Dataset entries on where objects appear
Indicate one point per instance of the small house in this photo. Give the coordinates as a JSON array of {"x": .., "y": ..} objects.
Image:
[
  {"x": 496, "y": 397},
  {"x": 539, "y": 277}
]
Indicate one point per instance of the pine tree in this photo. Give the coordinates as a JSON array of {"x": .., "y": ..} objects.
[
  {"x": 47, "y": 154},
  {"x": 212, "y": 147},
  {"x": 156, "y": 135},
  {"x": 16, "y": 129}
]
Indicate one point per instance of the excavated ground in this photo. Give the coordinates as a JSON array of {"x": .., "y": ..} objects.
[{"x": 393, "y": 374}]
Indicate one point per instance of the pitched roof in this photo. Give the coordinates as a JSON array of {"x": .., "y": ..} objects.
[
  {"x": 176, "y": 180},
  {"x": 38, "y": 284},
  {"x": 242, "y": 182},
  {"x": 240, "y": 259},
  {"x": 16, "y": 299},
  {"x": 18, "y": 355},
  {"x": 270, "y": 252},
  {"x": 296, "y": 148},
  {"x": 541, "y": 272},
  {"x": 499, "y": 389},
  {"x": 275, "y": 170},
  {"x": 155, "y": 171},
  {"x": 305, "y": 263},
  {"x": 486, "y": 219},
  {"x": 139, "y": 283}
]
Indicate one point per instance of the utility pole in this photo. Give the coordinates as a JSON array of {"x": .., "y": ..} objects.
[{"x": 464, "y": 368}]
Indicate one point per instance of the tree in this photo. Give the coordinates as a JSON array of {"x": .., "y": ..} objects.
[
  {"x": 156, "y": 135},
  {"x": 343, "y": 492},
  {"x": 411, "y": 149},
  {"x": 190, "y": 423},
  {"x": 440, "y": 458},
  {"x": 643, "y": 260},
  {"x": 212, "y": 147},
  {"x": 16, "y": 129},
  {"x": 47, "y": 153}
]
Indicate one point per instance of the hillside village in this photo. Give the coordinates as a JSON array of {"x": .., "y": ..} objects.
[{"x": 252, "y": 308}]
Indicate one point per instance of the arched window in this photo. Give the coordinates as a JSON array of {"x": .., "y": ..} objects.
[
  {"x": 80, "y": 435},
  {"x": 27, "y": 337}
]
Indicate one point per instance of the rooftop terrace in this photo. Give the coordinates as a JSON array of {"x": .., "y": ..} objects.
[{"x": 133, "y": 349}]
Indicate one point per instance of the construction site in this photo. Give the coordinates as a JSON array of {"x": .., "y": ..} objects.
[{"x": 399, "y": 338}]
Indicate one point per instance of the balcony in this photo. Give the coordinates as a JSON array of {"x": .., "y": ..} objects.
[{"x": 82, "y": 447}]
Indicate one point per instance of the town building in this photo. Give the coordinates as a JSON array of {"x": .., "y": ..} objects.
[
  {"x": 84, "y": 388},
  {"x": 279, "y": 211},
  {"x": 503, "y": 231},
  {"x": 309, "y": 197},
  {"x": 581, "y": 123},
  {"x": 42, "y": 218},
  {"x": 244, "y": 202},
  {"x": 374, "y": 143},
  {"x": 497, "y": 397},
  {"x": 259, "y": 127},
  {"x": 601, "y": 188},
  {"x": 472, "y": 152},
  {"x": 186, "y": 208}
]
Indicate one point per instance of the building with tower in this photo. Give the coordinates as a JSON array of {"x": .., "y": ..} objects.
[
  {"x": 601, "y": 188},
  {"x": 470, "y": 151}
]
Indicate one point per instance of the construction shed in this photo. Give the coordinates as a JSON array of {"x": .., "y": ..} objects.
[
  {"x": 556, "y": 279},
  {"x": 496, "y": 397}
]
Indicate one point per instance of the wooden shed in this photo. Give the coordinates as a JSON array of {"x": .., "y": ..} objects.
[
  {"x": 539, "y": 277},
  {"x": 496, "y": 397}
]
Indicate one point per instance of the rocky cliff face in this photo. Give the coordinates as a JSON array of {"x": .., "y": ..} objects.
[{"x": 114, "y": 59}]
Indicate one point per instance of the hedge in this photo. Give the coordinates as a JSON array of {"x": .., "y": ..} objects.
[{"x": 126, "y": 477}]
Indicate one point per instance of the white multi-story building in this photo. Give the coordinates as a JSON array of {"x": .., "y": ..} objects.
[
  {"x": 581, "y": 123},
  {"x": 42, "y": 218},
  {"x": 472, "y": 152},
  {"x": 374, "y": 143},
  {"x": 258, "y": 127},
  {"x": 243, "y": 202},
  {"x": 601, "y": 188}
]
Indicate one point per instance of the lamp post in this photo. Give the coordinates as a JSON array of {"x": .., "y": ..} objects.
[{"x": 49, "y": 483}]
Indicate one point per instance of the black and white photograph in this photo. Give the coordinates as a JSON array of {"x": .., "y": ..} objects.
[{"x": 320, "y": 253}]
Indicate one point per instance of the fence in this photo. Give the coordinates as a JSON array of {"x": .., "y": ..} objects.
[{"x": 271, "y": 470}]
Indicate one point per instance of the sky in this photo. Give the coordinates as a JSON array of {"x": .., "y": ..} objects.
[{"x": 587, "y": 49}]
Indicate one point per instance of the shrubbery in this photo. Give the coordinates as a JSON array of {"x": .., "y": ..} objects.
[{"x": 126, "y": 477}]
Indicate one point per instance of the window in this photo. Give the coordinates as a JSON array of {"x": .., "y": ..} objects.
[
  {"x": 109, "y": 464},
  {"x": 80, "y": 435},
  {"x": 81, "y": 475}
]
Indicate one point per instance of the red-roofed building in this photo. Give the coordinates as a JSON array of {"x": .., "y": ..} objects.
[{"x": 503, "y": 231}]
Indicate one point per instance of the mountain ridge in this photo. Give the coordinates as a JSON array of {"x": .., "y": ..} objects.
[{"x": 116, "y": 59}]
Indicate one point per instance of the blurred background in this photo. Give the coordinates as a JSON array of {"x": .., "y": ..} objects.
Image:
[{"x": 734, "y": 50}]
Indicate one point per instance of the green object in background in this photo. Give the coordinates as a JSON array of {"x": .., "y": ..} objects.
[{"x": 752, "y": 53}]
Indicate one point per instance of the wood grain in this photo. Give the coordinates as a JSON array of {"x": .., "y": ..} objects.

- _Task objective_:
Update the entries above by replacing "Indicate" with "Mark" throughout, leaving everything else unchanged.

- _Final result_:
Mark one point per instance of the small house in this photo. Give the coordinates as a JSON array of {"x": .., "y": ..} objects.
Image:
[
  {"x": 496, "y": 397},
  {"x": 539, "y": 277}
]
Mark one point per instance of the pine tree in this photo. Give the coordinates as a JSON array of {"x": .., "y": ..} objects.
[
  {"x": 47, "y": 154},
  {"x": 212, "y": 147},
  {"x": 156, "y": 135},
  {"x": 16, "y": 129}
]
Mark one point per instance of the excavated ground in this photo. Give the coordinates as a JSON array of {"x": .., "y": ..} objects.
[{"x": 393, "y": 374}]
Mark one point per instance of the pitched roof in this photo. Give the coordinates as a JSON array of {"x": .., "y": ..} objects.
[
  {"x": 176, "y": 180},
  {"x": 38, "y": 284},
  {"x": 242, "y": 182},
  {"x": 240, "y": 259},
  {"x": 16, "y": 299},
  {"x": 18, "y": 355},
  {"x": 270, "y": 252},
  {"x": 296, "y": 148},
  {"x": 541, "y": 272},
  {"x": 499, "y": 389},
  {"x": 275, "y": 170},
  {"x": 155, "y": 171},
  {"x": 305, "y": 263},
  {"x": 486, "y": 219},
  {"x": 139, "y": 283}
]
Mark one point per instance of the utility pole in this photo. Give the coordinates as a JSON array of {"x": .., "y": ..} objects.
[{"x": 464, "y": 368}]
Mark one point per instance of the tree in this photo. Give the coordinates as a JSON array of {"x": .., "y": ..} objects.
[
  {"x": 156, "y": 135},
  {"x": 343, "y": 492},
  {"x": 411, "y": 149},
  {"x": 190, "y": 423},
  {"x": 440, "y": 458},
  {"x": 643, "y": 260},
  {"x": 212, "y": 147},
  {"x": 16, "y": 129},
  {"x": 47, "y": 153}
]
Mark one point per instance of the hillside village in this photo. Give the coordinates as a JSON array of {"x": .., "y": ..} objects.
[{"x": 252, "y": 308}]
Mark one point per instance of the arched window in this photo. Give the coordinates as a JSON array of {"x": .., "y": ..} objects.
[
  {"x": 80, "y": 435},
  {"x": 27, "y": 337}
]
Mark one point per instance of the rooftop terrace in this photo. Give the coordinates as a JSON array of {"x": .., "y": ..} objects.
[{"x": 133, "y": 349}]
Mark one point per instance of the construction site in this photo. Give the coordinates as a JSON array of {"x": .., "y": ..} objects.
[{"x": 399, "y": 338}]
Mark one point per instance of the balcony in this photo. Give the coordinates as a JSON array of {"x": .., "y": ..} objects.
[{"x": 82, "y": 447}]
Mark one point per instance of the town building in this photo. Give the coordinates as a JSON array of {"x": .., "y": ..} objects.
[
  {"x": 84, "y": 388},
  {"x": 279, "y": 211},
  {"x": 503, "y": 231},
  {"x": 309, "y": 197},
  {"x": 581, "y": 123},
  {"x": 42, "y": 218},
  {"x": 244, "y": 202},
  {"x": 374, "y": 143},
  {"x": 497, "y": 397},
  {"x": 259, "y": 127},
  {"x": 601, "y": 188},
  {"x": 472, "y": 152},
  {"x": 186, "y": 208}
]
Mark one point per instance of the building with tower in this photo. Give the coordinates as a JSON array of {"x": .., "y": ..} objects.
[
  {"x": 601, "y": 188},
  {"x": 470, "y": 151}
]
Mark one point per instance of the construction shed in this photo. Give the coordinates as a JSON array of {"x": .., "y": ..} objects.
[
  {"x": 556, "y": 279},
  {"x": 496, "y": 397}
]
Mark one point per instance of the wooden shed in this photo. Give the coordinates as a JSON array of {"x": .., "y": ..} objects.
[
  {"x": 539, "y": 277},
  {"x": 496, "y": 397}
]
Mark one point per instance of the rocky cliff face in this photo. Give the coordinates as a JSON array of {"x": .., "y": ..} objects.
[{"x": 114, "y": 59}]
Mark one point per instance of the hedge in this photo. Give the coordinates as a JSON array of {"x": .., "y": ..} objects.
[{"x": 126, "y": 477}]
Mark one point per instance of the white multi-story building in this photo. Give the coordinates as a JSON array of {"x": .., "y": ..} objects.
[
  {"x": 581, "y": 123},
  {"x": 42, "y": 218},
  {"x": 472, "y": 152},
  {"x": 374, "y": 143},
  {"x": 258, "y": 127},
  {"x": 243, "y": 202},
  {"x": 601, "y": 188}
]
Mark one point per instance of the lamp post in this photo. Give the coordinates as a JSON array of {"x": .., "y": ..} objects.
[{"x": 49, "y": 483}]
Mark one point per instance of the black and white photograph in this photo. Give the coordinates as a JSON array of {"x": .., "y": ..} objects.
[{"x": 320, "y": 253}]
Mark one point per instance of the fence in this photo. Give the coordinates as a JSON array of {"x": .., "y": ..} objects.
[{"x": 271, "y": 470}]
Mark one point per instance of the sky in this photo. Give the coordinates as a JSON array of {"x": .., "y": ..} objects.
[{"x": 587, "y": 49}]
Mark one point per instance of the shrubbery in this photo. Give the coordinates as a JSON array of {"x": .., "y": ..} objects.
[{"x": 126, "y": 477}]
Mark one point per instance of the window in this photo. Give the coordinates as a JSON array of {"x": .., "y": ..} objects.
[
  {"x": 109, "y": 464},
  {"x": 80, "y": 435},
  {"x": 81, "y": 475}
]
Mark one point per instance of the red-roofed building in this photo. Give the coordinates as a JSON array of {"x": .., "y": ..} objects.
[{"x": 503, "y": 231}]
Mark one point per instance of the mountain ridge in this photo. Give the coordinates as a JSON array of {"x": .., "y": ..} objects.
[{"x": 116, "y": 59}]
Mark one point per instance of the blurred background in this photo. Give the coordinates as a JSON array of {"x": .., "y": ..} objects.
Image:
[{"x": 734, "y": 50}]
Mark one point per instance of the green object in background in this photo. Give the coordinates as a JSON array of {"x": .., "y": ..} objects.
[{"x": 752, "y": 53}]
Mark one point per instance of the wood grain in this photo. Give the coordinates as a JSON array of {"x": .., "y": ..} objects.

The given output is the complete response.